MATERIAL FOR THIS TASK:

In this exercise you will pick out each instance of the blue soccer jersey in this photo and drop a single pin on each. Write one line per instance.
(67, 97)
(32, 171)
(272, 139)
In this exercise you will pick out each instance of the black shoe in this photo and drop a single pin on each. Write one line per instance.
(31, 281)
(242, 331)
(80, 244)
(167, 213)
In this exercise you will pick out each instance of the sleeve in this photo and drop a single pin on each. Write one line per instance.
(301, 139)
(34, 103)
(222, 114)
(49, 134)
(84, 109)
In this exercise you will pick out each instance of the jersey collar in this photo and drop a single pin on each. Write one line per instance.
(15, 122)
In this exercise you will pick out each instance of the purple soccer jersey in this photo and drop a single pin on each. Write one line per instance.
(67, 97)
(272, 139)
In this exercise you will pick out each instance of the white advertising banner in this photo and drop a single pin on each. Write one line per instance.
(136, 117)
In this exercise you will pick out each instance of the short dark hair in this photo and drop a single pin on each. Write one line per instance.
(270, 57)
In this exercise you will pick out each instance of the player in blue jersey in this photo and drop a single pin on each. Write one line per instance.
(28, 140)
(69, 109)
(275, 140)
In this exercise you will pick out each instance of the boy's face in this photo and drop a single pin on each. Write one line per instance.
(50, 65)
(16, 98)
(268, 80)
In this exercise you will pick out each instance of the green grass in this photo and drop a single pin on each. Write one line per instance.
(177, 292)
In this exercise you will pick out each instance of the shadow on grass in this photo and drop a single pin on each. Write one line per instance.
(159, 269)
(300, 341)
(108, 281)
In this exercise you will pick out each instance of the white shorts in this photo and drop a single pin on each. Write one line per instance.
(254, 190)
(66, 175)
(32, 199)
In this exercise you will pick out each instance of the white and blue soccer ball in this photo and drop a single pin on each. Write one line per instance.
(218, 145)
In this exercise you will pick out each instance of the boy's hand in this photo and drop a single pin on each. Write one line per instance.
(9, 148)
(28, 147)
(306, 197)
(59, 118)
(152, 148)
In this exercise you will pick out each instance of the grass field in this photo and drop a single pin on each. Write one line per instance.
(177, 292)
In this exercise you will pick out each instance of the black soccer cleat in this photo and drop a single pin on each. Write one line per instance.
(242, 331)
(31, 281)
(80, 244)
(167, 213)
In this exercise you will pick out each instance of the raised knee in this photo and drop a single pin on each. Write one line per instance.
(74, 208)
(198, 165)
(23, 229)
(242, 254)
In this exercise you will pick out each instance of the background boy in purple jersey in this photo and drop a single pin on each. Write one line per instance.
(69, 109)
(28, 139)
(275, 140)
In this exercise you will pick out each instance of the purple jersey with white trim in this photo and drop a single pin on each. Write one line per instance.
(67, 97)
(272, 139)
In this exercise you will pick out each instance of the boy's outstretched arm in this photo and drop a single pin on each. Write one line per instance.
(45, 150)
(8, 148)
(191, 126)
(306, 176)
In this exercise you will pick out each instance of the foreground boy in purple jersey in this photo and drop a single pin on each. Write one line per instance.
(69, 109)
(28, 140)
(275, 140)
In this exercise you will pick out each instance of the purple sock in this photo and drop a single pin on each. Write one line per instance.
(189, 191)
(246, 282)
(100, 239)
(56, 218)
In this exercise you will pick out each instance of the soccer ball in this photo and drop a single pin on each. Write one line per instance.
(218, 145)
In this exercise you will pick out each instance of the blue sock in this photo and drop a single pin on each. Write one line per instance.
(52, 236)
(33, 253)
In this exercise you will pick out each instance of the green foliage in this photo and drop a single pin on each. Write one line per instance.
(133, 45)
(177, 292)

ABOUT THIS EXERCISE: Each record is to be given again in full, exactly as it reads.

TASK RESULT:
In this exercise you will pick out each instance of the blue soccer jersey in this photo and drop a single pin on each. Write one line per instance.
(67, 97)
(32, 171)
(272, 139)
In this exercise you will pick out each instance of the black shoe in this photo and drop a single pin on each. Write one line per instance.
(31, 281)
(242, 331)
(80, 244)
(167, 213)
In this exercise you will pick out each instance of the sleeve in this photo and drop a single pin on each. Write one line per instance.
(301, 139)
(34, 103)
(222, 114)
(49, 134)
(84, 109)
In this exercise you will pick out each instance of the jersey collar in this photo and drop a single pin on each. Write one line per instance.
(15, 122)
In this exercise you will pick out each instance of the purple soccer jersey in this photo and drop a single pin on each. Write one line per instance.
(67, 97)
(272, 139)
In this exercise you will pick out each instance of the white advertising banner in this photo and drop a single pin on each. Write one line per instance.
(136, 117)
In this exercise you will pick out each instance of the short dark hair in this photo and drop a single pin on each. Write one line per instance.
(270, 57)
In this exercise you will pick out each instance of the player in blue jersey in this photo and drop a single pin on each. Write one line per instance.
(28, 140)
(69, 109)
(275, 140)
In this exercise you will pick out each instance of the boy's face in this photo and drop a single pin on each. Write one line per instance.
(50, 65)
(16, 98)
(268, 80)
In this exercise you will pick out each instance of the green grass in this photo and drop a single pin on each. Write one line per instance.
(177, 292)
In this exercise you will pick out each instance of the shadow on grass in this photo and drop a single pin on each. Write one line per instance.
(159, 269)
(300, 341)
(108, 281)
In this exercise you will pick out each instance of the white shorts in this photo and drop a single pin on each. Write one line per instance.
(254, 190)
(66, 175)
(32, 199)
In this exercise you will pick out each instance of the white and blue soccer ball in this photo and drop a single pin on each. Write one line per instance.
(218, 145)
In this exercise you will pick out each instance of the boy's hand in this photo and drop a single pin on each. Write one line per instance.
(9, 148)
(28, 147)
(306, 197)
(59, 118)
(152, 148)
In this exercise you will pick out each instance of the grass field in this photo and drop a single pin on each. Write one line per instance.
(177, 292)
In this exercise you will pick out each instance of the black soccer cleat in this photo and drop a single pin on each. Write one line per instance.
(242, 331)
(31, 281)
(80, 244)
(167, 213)
In this exercise you will pick out each instance of the raised knee in this photo and drop a single pin on each. Write one line per instance.
(74, 208)
(198, 165)
(23, 229)
(242, 254)
In this exercise you will pick out each instance of the background boy in purple jersey in this photo and drop a single pin on each. Write one line per instance.
(69, 109)
(28, 139)
(275, 140)
In this exercise you will pick out each instance of the purple jersey with white trim in this photo and drop a single pin on each. Write one line per instance.
(67, 97)
(272, 139)
In this exercise you will pick out each instance of the boy's outstretched arm in this photo and drop a single pin on each. Write one line per instance.
(45, 150)
(8, 148)
(191, 126)
(306, 176)
In this exercise you will pick out each instance of the foreground boy in purple jersey in this photo and drop a single pin on each. Write one line per instance.
(69, 109)
(28, 140)
(275, 140)
In this exercise you will pick out each instance of the purple sock in this photo and drop a single pin on each. Write one line per instance.
(189, 191)
(246, 282)
(100, 239)
(56, 218)
In this exercise you will pick out each instance of the soccer ball in this photo and drop a single pin on each. Write one line per instance.
(218, 145)
In this exercise you will pick out each instance of the blue sock in this photo and drop a single pin on each. Write one line per instance.
(52, 236)
(33, 253)
In this exercise you will pick out each instance of the green foliage in this photo and drop a single pin on each. Write one line per instance.
(133, 45)
(177, 292)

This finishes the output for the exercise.